--- Start Provided passage ---

Upset with the International Community for not doing more to curb the Tamil Tigers (LTTE), Sri Lanka is seeking military arsenal and support from India and is promising that Indian weapons will not be used against Tamil civilians.

The Sri Lankan government has submitted a list of its requirements to India but it is still awaiting a response from New Delhi, which while supporting Colombo diplomatically is reluctant to forge deeper military ties with an island nation caught in a war that shows no signs of ending.

High-level Sri Lankan sources told a news agency that New Delhi needed to do 'much, much more' to help battle the Liberation Tigers of Tamil Eelam (LTTE), which is banned in India since 1992 on charges of assassinating former Prime Minister Rajiv Gandhi.

One of the priority items for Sri Lanka are vehicles the military can use to ward off the LTTE's claymore mines, which have accounted for most of the over 400 army, navy and police personnel killed in renewed violence since December last year.

Sri Lanka, whose Navy finds the LTTE's Sea Tigers a formidable foe, also wants the Indian Navy and Coast Guard to enforce an effective blockade of the sea surrounding the island's northeast to choke the rebels' military supplies.

It is looking for further Indian technology, besides the radars it has secured from New Delhi, to mount better surveillance of its airspace in view of the LTTE's newfound aerial power.

'There also has to be aerial photography that can help us,' an informed Sri Lankan source said from Colombo on the condition of anonymity. 'Then of course we need more intelligence cooperation. 'We have told India that we will not use any of these against Tamil civilians,' the source added. 'These shall only be used against LTTE targets.'

India's hesitance

India and Sri Lanka have long-standing military ties, which continued even when New Delhi was accused of covertly backing Tamil militancy in the 1980s.

But India is hesitant to sell combat weapons to Colombo as opposed to equipment used mainly for defence.

India has also not signed a military cooperation pact Sri Lanka seeks.

But some Indian officials have let it be known that Sri Lanka can seek military weapons from any country. There is no indication that India might meet Sri Lanka's military requests.

Last week, India reiterated to Foreign Minister Mangala Samaraweera that war was not an option for Sri Lanka and there had to be a political solution to the ethnic conflict.

The LTTE, which has stepped up violence since December 2005, is opposed to deeper military engagements between India and Sri Lanka. The training of a group of Sri Lankan policemen in India had to be ended abruptly this month following protests by Tamil Nadu political parties known to be sympathetic to the LTTE. Sri Lanka's need for Indian military support comes amid persistent differences between Colombo and the international community on how to overcome the escalating bloodshed that is pushing the country towards another full-fledged war.

Lankan grouse

The Sri Lankan government's grouse is that the US, Canada and the European Union may have outlawed the LTTE but have not taken adequate steps to curb the Tigers' propaganda network as well as money collection. At the same time, the source said, the West - and India too - keeps advising Sri Lanka to go slow each time the government launches a military offensive. 'This is very, very frustrating,' the source said.

Some of these concerns have been expressed to Norwegian special envoy Jon Hanssen-Bauer, who ended a difficult trip to Sri Lanka over the weekend meeting leaders of LTTE as well as the government even as the two sides were locked in combat.

--- End Provided passage ---
--- Start Given records ---

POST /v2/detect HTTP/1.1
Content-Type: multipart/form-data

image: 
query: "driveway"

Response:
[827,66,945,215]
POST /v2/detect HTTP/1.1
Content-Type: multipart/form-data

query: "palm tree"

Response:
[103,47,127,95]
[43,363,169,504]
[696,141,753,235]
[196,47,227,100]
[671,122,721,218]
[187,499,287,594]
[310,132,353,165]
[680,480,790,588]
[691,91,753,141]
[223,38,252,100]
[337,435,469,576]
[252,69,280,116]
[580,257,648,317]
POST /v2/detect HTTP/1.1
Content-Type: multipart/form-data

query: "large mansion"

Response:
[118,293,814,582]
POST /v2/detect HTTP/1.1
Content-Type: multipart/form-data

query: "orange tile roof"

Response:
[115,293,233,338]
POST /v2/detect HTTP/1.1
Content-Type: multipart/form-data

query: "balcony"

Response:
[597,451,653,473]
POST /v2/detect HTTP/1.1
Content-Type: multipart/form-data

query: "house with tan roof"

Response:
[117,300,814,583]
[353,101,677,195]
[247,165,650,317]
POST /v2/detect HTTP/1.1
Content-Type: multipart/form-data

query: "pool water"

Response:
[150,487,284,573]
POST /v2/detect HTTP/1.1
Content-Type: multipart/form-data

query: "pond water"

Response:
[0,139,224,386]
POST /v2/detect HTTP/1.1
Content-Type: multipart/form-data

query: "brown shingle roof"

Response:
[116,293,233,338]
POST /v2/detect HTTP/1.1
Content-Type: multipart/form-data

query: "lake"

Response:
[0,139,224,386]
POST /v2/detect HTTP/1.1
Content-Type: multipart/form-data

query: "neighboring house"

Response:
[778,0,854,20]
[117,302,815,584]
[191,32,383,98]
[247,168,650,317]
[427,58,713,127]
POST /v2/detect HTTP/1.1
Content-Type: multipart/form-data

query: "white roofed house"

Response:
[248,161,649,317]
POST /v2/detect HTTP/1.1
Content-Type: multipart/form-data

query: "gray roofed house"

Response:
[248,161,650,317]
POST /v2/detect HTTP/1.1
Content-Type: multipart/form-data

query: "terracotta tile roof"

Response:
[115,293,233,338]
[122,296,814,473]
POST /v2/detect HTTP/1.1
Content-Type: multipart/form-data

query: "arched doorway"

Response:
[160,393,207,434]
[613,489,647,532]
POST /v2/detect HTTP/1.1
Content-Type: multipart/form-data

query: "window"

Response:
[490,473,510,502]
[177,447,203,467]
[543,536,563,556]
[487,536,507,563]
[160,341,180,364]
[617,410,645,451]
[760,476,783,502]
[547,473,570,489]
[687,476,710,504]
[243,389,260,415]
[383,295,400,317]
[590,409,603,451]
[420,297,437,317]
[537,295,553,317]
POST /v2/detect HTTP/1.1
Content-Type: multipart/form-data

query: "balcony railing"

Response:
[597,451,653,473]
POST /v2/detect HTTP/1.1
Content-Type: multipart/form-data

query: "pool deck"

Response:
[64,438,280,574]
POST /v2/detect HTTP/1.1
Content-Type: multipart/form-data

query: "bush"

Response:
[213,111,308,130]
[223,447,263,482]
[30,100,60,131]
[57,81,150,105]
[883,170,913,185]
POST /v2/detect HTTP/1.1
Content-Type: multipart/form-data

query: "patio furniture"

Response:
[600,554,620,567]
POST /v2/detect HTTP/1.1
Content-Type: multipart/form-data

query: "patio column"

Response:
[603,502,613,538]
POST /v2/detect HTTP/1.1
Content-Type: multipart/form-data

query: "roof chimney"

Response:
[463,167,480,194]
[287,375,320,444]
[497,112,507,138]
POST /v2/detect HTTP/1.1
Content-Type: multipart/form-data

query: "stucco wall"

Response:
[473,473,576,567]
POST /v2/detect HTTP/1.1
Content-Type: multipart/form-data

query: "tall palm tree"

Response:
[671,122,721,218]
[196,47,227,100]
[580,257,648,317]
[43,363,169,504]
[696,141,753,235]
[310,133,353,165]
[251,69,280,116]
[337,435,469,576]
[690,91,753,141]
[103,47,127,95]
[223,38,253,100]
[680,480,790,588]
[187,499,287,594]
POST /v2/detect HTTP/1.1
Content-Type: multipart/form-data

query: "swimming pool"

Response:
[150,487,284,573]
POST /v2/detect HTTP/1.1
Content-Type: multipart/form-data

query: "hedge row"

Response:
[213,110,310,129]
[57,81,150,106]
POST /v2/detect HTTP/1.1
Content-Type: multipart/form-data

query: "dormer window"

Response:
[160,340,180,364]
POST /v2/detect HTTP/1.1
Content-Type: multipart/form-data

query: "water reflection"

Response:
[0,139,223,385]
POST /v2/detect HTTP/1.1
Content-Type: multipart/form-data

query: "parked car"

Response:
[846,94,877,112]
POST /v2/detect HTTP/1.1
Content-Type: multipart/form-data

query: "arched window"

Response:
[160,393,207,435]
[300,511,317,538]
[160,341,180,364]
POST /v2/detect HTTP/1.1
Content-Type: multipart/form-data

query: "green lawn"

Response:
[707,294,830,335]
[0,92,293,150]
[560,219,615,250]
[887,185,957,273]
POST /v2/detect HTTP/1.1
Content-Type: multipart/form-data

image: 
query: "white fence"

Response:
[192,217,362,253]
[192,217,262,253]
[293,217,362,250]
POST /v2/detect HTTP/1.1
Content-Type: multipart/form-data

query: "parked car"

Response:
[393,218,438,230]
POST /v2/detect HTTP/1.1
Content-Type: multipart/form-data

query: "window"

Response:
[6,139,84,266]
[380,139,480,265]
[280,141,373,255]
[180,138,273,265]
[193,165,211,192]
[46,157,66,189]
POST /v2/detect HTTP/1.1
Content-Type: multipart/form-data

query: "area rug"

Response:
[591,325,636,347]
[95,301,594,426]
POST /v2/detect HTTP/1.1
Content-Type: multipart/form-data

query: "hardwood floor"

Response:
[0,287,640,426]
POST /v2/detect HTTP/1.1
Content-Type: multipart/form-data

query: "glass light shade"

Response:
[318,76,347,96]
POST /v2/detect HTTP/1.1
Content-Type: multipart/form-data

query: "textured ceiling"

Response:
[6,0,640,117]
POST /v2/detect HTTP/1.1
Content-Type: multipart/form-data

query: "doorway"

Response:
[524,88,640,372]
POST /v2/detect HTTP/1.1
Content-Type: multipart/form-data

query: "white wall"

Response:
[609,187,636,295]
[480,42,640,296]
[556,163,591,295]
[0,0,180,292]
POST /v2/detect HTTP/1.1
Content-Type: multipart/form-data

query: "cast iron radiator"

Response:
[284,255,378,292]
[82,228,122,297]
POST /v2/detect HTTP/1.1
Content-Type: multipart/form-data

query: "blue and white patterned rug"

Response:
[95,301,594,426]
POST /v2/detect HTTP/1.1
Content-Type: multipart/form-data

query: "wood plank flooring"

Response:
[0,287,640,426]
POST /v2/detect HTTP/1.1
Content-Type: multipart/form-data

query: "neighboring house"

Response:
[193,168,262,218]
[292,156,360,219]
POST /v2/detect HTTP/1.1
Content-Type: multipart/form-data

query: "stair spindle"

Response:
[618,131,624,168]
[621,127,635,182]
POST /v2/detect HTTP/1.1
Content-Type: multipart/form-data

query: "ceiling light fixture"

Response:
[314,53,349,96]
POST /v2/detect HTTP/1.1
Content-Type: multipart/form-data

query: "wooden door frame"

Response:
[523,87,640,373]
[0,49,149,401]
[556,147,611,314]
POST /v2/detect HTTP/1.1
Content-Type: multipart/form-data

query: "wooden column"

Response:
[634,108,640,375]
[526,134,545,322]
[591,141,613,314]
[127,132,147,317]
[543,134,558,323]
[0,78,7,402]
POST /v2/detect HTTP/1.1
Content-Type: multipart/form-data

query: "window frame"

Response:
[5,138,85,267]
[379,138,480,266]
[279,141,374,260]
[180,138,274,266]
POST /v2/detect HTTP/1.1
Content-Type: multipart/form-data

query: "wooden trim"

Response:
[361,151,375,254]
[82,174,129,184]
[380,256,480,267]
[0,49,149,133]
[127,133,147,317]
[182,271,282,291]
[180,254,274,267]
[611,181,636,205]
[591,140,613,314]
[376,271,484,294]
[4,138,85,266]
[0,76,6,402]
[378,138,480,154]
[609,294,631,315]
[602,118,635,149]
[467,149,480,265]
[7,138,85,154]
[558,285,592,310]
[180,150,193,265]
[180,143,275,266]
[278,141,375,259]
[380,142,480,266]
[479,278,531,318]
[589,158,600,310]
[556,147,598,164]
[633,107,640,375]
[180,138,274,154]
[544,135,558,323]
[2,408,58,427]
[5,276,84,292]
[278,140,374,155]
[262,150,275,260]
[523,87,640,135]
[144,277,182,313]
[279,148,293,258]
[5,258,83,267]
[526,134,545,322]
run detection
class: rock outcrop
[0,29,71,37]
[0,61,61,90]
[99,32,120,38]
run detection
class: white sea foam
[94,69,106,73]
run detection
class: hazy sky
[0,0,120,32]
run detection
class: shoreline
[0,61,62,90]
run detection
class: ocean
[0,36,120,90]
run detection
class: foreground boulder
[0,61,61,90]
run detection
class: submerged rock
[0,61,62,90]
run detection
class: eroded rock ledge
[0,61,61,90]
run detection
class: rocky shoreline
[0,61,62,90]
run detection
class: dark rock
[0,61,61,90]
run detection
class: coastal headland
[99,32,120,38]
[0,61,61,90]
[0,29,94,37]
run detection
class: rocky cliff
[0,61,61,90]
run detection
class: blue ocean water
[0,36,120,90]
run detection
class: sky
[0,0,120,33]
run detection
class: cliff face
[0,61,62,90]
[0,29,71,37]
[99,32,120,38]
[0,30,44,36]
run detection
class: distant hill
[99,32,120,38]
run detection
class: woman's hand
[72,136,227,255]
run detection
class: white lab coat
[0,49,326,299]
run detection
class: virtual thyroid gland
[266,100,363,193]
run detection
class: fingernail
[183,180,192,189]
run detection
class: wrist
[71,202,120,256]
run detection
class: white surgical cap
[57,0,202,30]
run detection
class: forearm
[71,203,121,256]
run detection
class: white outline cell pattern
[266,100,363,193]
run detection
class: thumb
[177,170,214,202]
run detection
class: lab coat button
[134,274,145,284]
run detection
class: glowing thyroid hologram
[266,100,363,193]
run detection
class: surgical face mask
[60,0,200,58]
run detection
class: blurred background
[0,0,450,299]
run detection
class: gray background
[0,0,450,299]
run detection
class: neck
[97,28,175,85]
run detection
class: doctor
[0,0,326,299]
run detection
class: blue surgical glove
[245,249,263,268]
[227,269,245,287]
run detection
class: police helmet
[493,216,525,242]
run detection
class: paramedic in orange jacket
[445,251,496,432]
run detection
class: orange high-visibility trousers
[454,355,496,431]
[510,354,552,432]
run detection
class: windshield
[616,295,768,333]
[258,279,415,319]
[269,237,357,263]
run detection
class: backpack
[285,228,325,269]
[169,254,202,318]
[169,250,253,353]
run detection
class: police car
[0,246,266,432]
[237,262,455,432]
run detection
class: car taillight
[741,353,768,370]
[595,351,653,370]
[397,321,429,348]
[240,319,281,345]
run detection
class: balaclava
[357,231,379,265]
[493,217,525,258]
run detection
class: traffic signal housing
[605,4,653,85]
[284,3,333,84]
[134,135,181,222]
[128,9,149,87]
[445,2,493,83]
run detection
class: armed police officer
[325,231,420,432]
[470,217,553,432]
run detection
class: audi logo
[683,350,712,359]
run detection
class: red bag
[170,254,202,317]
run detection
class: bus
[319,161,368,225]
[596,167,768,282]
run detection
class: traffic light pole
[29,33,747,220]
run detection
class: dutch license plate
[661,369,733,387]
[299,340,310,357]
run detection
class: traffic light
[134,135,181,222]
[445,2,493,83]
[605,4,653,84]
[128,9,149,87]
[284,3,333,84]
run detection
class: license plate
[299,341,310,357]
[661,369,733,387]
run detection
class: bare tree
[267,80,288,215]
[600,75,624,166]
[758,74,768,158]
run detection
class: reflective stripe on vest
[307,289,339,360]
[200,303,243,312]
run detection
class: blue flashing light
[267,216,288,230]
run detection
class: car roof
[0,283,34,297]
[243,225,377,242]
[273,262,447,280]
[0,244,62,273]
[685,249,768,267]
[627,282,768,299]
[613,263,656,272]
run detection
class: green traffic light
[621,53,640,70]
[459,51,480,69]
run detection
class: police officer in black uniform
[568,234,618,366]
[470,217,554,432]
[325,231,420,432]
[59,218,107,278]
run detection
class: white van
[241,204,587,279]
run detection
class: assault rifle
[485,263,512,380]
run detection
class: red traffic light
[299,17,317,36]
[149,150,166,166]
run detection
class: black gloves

--- End Given records ---

* Parts of the exercise:
[a] In the article on Sri Lanka seeking Indian military help, can you rewrite the stretch from "India's hesitance" through "Lanka's military requests." with "combat weapons" swapped for "offensive arms"?
[b] According to the article on Sri Lanka seeking Indian military help, why was the training of a group of Sri Lankan policemen in India ended abruptly?

* Exercise results:
[a]
India's hesitance

India and Sri Lanka have long-standing military ties, which continued even when New Delhi was accused of covertly backing Tamil militancy in the 1980s.

But India is hesitant to sell offensive arms to Colombo as opposed to equipment used mainly for defence.

India has also not signed a military cooperation pact Sri Lanka seeks.

But some Indian officials have let it be known that Sri Lanka can seek military weapons from any country. There is no indication that India might meet Sri Lanka's military requests.

[b] It was ended abruptly after protests by Tamil Nadu political parties known to be sympathetic to the LTTE.